* _What to do_
Go line by line through the records below. Copy whichever lines contain the string "each".

━━ Materials provided ━━

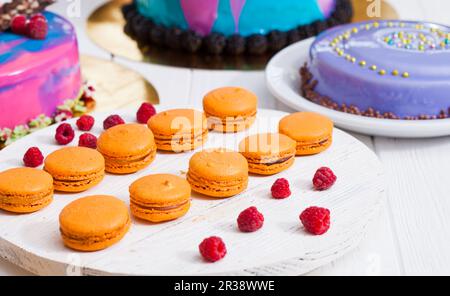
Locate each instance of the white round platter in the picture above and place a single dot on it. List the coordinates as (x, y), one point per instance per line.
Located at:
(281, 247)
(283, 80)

━━━
━━ Materials provided ━━

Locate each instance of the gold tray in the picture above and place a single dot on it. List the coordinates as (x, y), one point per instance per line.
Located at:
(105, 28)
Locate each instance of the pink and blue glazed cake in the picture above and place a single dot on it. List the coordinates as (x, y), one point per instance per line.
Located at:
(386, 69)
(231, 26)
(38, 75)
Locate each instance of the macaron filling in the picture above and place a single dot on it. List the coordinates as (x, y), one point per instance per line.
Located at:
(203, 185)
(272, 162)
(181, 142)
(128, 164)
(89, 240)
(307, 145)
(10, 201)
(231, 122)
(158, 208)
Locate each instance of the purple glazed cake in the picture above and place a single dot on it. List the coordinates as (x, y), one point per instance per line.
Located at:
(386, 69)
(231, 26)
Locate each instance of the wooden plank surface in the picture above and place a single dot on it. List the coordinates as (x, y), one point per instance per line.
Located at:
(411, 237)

━━━

* _Finished exercise_
Locate each instance of the white round platter in the picture above and place a single dot on it. List the coordinates as (x, y), one point per instance per line.
Locate each instance of the gold tray in the picture above and place a single dot on it. List the coordinates as (x, y), one point per instance per line.
Locate each instance of the pink and blue glazed cake in the picture above and place a single dot on it. List the coordinates as (x, y), one point per instance per line.
Locate each instance of the macaron filling in the picture above and place a single dot on it. List the coordinates as (x, y), one point per instance per line.
Locate each instance of the purple glazed cake in the picture above and place a single dot on it. List the coordinates as (x, y), one point per instance per line.
Locate each instance of the wooden plank surface in the picture above and place a single dot on it. List the coordinates as (x, y), one point per instance per line.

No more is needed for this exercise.